Given request 1:
According to the soup recipe, what part of Mexico City does Caldo Tlalpeño come from?

Extract:

◇ ◇ ◇ ◇

Caldo Tlalpeño is a flavorful, comforting, and healthy traditional Mexican soup with juicy shredded chicken, chickpeas, green beans, carrots, epazote, and a flavorful homemade broth with smoky chipotle flavors. It’s great for dinner and any time of year!
Caldo Tlalpeño is the perfect soup when you’re feeling under the weather or just want something cozy. It’s full of warm and comforting flavors with a distinct smoky heat from chipotle peppers in adobo sauce and is truly satisfying and filling.
Here’s why I love it:
- Unique flavor profile. This soup features a homemade broth made from chicken and a blended tomato mixture with chipotle peppers for extra smoky flavor and spice. It’s unlike most chicken soup recipes I’ve made (like my caldo de pollo or chicken tortilla soup) and even more delicious.
- Uses healthy ingredients. Caldo Tlalpeño uses shredded chicken, chickpeas and green beans, making it a great healthy meal option. You can even add more veggies like zucchini.
What Is Caldo Tlalpeño?
Caldo Tlalpeño is a traditional Mexican soup from the Tlalpan area of Mexico City. There are several origin stories for this recipe, but regardless of which one is true, they all mention the delicious and unique flavors of the broth made with chicken, a tomato mixture, epazote leaves, and chipotle peppers. It also traditionally features shredded chicken, chickpeas, carrots, and green beans, making it a great healthy meal.
Caldo Tlalpeño is a delicious soup that can now be found all over Mexico, and now you can make it in your own home!
Ingredients in Caldo Tlalpeño
- Bone-in chicken thighs: Using bone-in cuts of chicken makes for a super flavorful broth. You can also use drumsticks or chicken breasts, just note you may have to adjust the seasoning if you use boneless cuts.
- Homemade broth: This broth is made from cooking the chicken thighs with water, garlic cloves, kosher salt, bay leaves, and white onion.
- Tomato mixture: A tomato mixture is added to mix in with the broth. It’s made from Roma tomatoes, chipotle pepper, salt, and the garlic and onion previously cooked with the chicken thighs.
- Chipotle peppers: This recipe features chipotle peppers both in the broth and as a garnish. They add a warm, smoky, and spicy flavor.
- Carrots: Add a hint of sweetness to the soup.
- Green beans: Add flavor and texture.

◇ ◇ ◇ ◇

Records for this task:
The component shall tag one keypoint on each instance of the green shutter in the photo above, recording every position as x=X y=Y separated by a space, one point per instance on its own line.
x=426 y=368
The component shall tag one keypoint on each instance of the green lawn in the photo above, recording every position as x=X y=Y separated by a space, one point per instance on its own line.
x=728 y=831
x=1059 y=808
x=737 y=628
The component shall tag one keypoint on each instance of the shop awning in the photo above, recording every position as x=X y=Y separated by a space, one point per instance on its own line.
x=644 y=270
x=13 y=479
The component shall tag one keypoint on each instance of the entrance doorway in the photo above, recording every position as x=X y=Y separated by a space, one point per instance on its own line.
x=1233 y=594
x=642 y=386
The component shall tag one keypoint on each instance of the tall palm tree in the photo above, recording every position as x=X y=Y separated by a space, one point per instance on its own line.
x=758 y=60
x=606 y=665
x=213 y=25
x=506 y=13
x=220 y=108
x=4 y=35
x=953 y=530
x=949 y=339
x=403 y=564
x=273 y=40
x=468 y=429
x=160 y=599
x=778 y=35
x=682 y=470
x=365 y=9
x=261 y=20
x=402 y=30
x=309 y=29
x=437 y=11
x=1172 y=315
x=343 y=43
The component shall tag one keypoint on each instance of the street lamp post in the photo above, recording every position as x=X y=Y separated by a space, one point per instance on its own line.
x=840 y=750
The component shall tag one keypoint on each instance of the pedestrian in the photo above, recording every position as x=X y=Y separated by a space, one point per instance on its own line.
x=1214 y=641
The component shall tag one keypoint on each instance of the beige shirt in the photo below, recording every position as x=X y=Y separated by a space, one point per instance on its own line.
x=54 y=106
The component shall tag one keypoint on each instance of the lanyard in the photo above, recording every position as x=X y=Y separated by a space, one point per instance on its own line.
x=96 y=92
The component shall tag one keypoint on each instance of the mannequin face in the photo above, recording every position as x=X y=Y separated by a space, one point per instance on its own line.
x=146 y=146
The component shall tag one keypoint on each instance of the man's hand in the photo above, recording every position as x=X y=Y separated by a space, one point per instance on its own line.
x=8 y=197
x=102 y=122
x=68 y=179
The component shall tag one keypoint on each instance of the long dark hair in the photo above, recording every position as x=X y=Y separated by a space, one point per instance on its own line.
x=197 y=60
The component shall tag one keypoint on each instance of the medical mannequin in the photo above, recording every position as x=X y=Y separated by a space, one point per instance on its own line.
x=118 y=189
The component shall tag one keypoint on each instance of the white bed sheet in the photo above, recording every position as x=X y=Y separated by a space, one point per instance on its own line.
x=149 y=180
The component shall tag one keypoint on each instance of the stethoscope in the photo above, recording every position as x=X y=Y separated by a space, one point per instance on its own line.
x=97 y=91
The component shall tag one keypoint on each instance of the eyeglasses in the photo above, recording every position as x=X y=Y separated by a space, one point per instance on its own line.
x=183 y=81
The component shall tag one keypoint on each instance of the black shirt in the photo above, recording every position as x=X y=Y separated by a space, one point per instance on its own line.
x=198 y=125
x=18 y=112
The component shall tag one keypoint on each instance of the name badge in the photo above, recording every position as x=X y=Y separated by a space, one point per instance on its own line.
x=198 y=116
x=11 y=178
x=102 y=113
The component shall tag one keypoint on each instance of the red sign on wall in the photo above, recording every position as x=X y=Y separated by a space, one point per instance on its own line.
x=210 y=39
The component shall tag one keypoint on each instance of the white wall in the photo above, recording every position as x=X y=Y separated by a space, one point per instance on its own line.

◇ ◇ ◇ ◇

Given request 2:
Reproduce, without any changes, everything in the listing from the line containing "of the tall" down to the line containing "x=840 y=750", including both of those lines.

Exercise response 1:
The Tlalpan area of Mexico City.

Exercise response 2:
The component shall tag one keypoint on each instance of the tall palm tree in the photo above, recording every position as x=X y=Y separated by a space, one point per instance on its own line.
x=758 y=60
x=606 y=665
x=213 y=25
x=506 y=13
x=220 y=108
x=4 y=35
x=953 y=530
x=949 y=339
x=403 y=564
x=273 y=40
x=468 y=429
x=160 y=599
x=778 y=35
x=682 y=470
x=365 y=9
x=261 y=20
x=402 y=30
x=309 y=29
x=437 y=11
x=1172 y=315
x=343 y=43
The component shall tag one keypoint on each instance of the street lamp post in the photo above, recording every position as x=X y=Y separated by a space, one point per instance on its own line.
x=840 y=750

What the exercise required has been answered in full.